Copy every one of the records below verbatim, line by line, with no changes.

----

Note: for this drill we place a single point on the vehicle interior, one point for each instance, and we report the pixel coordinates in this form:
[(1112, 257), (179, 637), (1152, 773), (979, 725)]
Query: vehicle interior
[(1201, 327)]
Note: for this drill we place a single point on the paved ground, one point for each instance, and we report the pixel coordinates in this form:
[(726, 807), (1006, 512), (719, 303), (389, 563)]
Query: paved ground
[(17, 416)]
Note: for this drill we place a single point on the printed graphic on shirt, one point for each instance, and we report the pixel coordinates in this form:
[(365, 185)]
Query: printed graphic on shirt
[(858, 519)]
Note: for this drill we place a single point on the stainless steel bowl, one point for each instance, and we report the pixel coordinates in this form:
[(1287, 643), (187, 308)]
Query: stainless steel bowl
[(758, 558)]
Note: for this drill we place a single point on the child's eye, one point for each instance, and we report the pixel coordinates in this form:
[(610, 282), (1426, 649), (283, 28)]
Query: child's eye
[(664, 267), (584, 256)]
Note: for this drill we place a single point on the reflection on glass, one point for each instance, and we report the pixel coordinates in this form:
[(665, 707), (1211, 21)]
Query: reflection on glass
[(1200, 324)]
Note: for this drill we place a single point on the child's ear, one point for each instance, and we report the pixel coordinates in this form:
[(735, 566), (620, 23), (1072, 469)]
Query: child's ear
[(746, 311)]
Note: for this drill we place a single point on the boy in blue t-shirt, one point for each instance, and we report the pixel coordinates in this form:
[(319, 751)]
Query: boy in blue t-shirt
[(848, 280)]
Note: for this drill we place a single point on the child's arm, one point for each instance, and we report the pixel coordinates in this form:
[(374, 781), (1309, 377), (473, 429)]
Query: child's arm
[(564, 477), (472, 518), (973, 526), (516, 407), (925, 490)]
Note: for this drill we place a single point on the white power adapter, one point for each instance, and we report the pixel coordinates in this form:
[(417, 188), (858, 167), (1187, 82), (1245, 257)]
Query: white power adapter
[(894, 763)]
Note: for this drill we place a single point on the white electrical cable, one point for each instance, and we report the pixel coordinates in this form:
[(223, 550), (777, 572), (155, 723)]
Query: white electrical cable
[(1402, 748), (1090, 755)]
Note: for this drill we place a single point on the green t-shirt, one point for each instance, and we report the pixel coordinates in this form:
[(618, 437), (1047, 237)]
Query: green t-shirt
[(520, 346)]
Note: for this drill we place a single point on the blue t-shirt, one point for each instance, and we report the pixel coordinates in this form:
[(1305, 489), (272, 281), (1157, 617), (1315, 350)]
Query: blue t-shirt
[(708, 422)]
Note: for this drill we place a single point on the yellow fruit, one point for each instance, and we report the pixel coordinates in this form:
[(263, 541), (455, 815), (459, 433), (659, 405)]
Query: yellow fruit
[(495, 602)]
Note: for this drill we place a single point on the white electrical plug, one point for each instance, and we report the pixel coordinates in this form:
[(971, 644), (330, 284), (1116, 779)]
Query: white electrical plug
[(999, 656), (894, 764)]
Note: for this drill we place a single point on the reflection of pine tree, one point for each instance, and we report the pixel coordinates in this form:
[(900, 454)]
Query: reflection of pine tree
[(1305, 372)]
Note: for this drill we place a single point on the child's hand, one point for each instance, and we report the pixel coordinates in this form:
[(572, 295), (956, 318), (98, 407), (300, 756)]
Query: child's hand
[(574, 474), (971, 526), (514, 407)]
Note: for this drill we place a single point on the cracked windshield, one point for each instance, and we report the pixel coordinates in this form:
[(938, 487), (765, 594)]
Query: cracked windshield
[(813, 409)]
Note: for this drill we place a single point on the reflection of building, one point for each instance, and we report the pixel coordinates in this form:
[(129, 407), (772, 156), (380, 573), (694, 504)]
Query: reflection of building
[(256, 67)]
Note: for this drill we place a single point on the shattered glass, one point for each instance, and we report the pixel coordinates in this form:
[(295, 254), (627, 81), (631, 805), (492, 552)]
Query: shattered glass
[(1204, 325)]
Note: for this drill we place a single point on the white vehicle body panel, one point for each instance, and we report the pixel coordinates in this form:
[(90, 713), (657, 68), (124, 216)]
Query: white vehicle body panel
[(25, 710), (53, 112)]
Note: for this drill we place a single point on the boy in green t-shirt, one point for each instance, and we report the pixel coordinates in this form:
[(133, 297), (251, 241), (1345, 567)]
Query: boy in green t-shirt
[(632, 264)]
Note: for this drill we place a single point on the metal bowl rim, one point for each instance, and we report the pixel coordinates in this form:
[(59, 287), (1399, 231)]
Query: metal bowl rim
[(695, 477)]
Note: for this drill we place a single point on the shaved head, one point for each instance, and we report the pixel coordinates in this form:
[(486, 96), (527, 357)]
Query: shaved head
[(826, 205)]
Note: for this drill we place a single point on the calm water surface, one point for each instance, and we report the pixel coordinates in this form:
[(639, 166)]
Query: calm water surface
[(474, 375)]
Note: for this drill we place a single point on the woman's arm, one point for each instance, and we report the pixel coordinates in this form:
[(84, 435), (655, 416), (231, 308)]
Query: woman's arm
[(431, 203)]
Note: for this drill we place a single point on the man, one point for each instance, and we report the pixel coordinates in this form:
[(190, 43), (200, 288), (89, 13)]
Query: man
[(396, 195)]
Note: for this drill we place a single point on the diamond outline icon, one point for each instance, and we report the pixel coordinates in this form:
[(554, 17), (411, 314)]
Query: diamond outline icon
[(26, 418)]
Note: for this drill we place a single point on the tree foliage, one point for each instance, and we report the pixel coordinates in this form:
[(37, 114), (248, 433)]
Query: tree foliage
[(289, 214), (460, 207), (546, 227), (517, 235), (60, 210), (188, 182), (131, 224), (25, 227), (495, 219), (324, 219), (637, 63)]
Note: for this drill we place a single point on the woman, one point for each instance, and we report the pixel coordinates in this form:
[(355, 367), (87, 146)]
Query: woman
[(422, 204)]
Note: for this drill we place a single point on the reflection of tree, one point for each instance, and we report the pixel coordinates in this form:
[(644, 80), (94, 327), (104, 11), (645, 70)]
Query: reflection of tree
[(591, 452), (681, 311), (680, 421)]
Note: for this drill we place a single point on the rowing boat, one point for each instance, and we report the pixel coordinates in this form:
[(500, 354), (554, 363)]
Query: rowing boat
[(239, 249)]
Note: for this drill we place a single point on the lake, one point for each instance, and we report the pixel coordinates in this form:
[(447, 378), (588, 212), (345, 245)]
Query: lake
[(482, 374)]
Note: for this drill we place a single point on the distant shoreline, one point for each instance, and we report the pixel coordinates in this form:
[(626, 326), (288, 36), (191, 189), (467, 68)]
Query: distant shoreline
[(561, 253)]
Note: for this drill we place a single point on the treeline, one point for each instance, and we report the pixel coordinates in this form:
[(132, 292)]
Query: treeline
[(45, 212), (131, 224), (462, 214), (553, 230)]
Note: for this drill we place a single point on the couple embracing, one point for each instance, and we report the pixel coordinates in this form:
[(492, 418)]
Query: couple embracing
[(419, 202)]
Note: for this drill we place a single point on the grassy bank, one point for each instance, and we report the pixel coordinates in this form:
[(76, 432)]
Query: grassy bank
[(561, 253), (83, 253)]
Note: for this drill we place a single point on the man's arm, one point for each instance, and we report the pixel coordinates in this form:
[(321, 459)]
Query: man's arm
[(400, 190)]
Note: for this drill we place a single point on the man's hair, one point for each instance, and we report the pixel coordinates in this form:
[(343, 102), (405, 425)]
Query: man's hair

----

# Exercise solution:
Note: for this drill we place a single point on the vehicle interior, one point for each instance, and we report the pixel coordinates in this form:
[(1112, 257), (179, 637), (1152, 773), (979, 725)]
Query: vehicle interior
[(1201, 327)]
Note: for this drill we place a single point on the paved ground, one point for each instance, and we report the pixel coordinates in this form:
[(726, 807), (1006, 512), (719, 303), (389, 563)]
Query: paved ground
[(17, 416)]
Note: for this drill we place a single point on the printed graphic on shirt, one point for each instance, and we report the pixel coordinates in this form:
[(365, 185)]
Query: printed graphic on shirt
[(858, 519)]
Note: for this drill we place a single point on the stainless steel bowl, one point for each instance, and we report the pixel coordinates in this form:
[(1287, 643), (187, 308)]
Query: stainless steel bowl
[(758, 558)]
Note: for this drill we place a single point on the child's eye, one point for each instance, and we report the pixel coordinates in this form:
[(610, 282), (1426, 649), (283, 28)]
Query: child's eye
[(664, 267), (584, 256)]
Note: for this drill we place a single point on the reflection on glass, one point for each instance, and we report the pixel coordinates in this form:
[(665, 707), (1211, 21)]
Query: reflection on glass
[(1200, 324)]
Note: for this drill we place a single point on the child's ear, one point for each instance, and we report the pixel coordinates in this form:
[(735, 566), (620, 23), (1072, 469)]
Query: child's ear
[(746, 311)]
Note: for this drill we place a single point on the boy in blue t-shirt, one point for each instance, and we report the pixel coordinates in this form:
[(319, 751)]
Query: boy in blue t-shirt
[(848, 280)]
Note: for this drill we place a single point on the child's arm, one point for each instance, and we report the pixel coordinates in this form:
[(374, 781), (1309, 377), (473, 429)]
Query: child's arm
[(564, 477), (472, 518), (973, 526), (516, 407), (925, 490)]
Note: for this drill we place a single point on the white power adapter, one point for each instance, and we report the pixel coordinates in this form:
[(417, 188), (858, 167), (1187, 82), (1245, 257)]
Query: white power adapter
[(894, 763)]
Note: for this drill we place a single point on the white electrical cable, one point for each instance, and we report the pixel coordinates in this form:
[(223, 550), (777, 572), (155, 723)]
Query: white electrical cable
[(1402, 748), (1090, 755)]
Note: for this drill we place a single point on the green t-shirt, one point for each instance, and we report the pixel coordinates in this form:
[(618, 437), (1047, 237)]
Query: green t-shirt
[(520, 346)]
Note: for this drill we place a single point on the blue t-shirt, one point for each instance, and we report the pixel coordinates in this form:
[(1305, 489), (272, 281), (1157, 617), (1315, 350)]
Query: blue t-shirt
[(708, 422)]
Note: for this drill we place a single point on the yellow fruit, one point for each instance, and we report the pixel coordinates in this form:
[(263, 541), (455, 815), (459, 433), (659, 405)]
Query: yellow fruit
[(495, 602)]
Note: for this drill we place a single point on the white electrical plug, one point for each instance, and we report the pixel coordinates in this form:
[(971, 644), (330, 284), (1116, 779)]
Query: white electrical plug
[(999, 656), (894, 764)]
Note: for this drill we place a single point on the reflection of pine tree, one point for each instance, and we report the pixel coordinates in this form:
[(900, 454)]
Query: reflection of pine tree
[(1305, 372)]
Note: for this drill we place a single point on the child's hand, one point for each instance, and we report the pixel coordinates in this form:
[(572, 295), (956, 318), (98, 407), (300, 756)]
Query: child's hand
[(574, 474), (971, 526), (514, 407)]
Note: for this drill we place a single point on the cracked windshield, one point for each instance, and we report the pixel coordinates in this form:
[(938, 487), (765, 594)]
Query: cracked windshield
[(813, 409)]
Note: for this drill we place a single point on the reflection of building, one point for each instance, and we report the pixel coordinates in this form:
[(129, 407), (772, 156), (380, 573), (694, 504)]
Query: reflection of building
[(256, 67)]
Note: for this drill we place a single point on the shattered glass, one point for each instance, and we report the pixel coordinates in this form:
[(295, 254), (627, 81), (631, 805), (492, 552)]
Query: shattered glass
[(1204, 325)]
Note: for this drill we place a single point on the white vehicle body panel, one point for each instance, and we report the pixel coordinates in this form:
[(90, 713), (657, 68), (124, 216)]
Query: white vehicle body panel
[(25, 710), (53, 112)]
Note: for this drill we place a single point on the boy in green t-shirt, one point for each instance, and we report the pixel coordinates in this form:
[(133, 297), (251, 241), (1345, 567)]
Query: boy in green t-shirt
[(632, 264)]
Note: for this drill we place a single point on the metal bowl rim, one point for each instance, and we report the pixel coordinates in this form:
[(59, 287), (1399, 231)]
Query: metal bowl rim
[(695, 477)]
Note: for this drill we place a single point on the shaved head, one point for each instance, and we report the pixel coordinates in this form:
[(486, 96), (527, 357)]
Query: shaved head
[(826, 205)]
Note: for this drill we place a single point on the calm water surface, one point for each instance, and we report the pixel coordinates in this form:
[(639, 166)]
Query: calm water surface
[(474, 375)]
Note: for this drill we place a single point on the woman's arm, one point for each instance, and we report the pixel coordinates in this form:
[(84, 435), (655, 416), (231, 308)]
Query: woman's arm
[(431, 203)]
Note: for this drill we place a single point on the man, one point for each instance, and we report the pixel coordinates in this form:
[(190, 43), (200, 288), (89, 13)]
Query: man
[(396, 195)]
Note: for this drill we place a single point on the diamond outline icon, one point for each instance, and we report the pixel coordinates in this form:
[(554, 17), (411, 314)]
Query: diamond outline icon
[(26, 418)]
Note: for this drill we place a single point on the tree foliage, one point for each instance, and we report the pixel coordinates in this form:
[(37, 114), (248, 433)]
Query: tree foliage
[(289, 214), (460, 207), (546, 227), (517, 235), (60, 210), (188, 182), (131, 224), (25, 227), (495, 219), (324, 219), (637, 63)]
Note: for this drill we place a single point on the woman, one point for each instance, and we report the pixel coordinates in this form:
[(355, 367), (87, 146)]
Query: woman
[(422, 204)]
Note: for this drill we place a single point on the reflection of tree, one point for each instance, and we report the pixel coordinates in this form:
[(644, 80), (94, 327), (104, 11), (645, 70)]
Query: reflection of tree
[(591, 452), (681, 311), (680, 421)]
Note: for this drill we place a single point on the rowing boat, one point for each instance, and we report the pixel coordinates in this form:
[(500, 354), (554, 363)]
Query: rowing boat
[(239, 249)]
Note: for this drill we place a single point on the lake, one point for each instance, and we report the pixel coordinates in this form:
[(447, 378), (588, 212), (345, 245)]
Query: lake
[(482, 374)]
Note: for this drill we place a single point on the distant shoreline, one point for each instance, and we report the pixel coordinates in this form:
[(626, 326), (288, 36), (191, 189), (467, 68)]
Query: distant shoreline
[(561, 253)]
Note: for this drill we place a single point on the treeline, one point for each instance, and we report the pixel coordinates in this form:
[(132, 292)]
Query: treeline
[(45, 212), (131, 224), (462, 214), (553, 230)]
Note: for this drill we place a single point on the couple embracing, one point for each instance, and we report the pixel coordinates in this form:
[(492, 418)]
Query: couple embracing
[(419, 202)]
Note: for this drill we place a single point on the grassy bank, one point for each instance, and we report the pixel coordinates in this form:
[(76, 432)]
Query: grassy bank
[(561, 253), (83, 253)]
Note: for this drill we place a single point on the man's arm, one point for each instance, and we report the pixel coordinates in this form:
[(321, 459)]
Query: man's arm
[(400, 190)]
Note: for this drill we place a single point on the man's hair, one point for each instance, and we report the pixel coordinates in this form:
[(343, 102), (405, 425)]
Query: man's hair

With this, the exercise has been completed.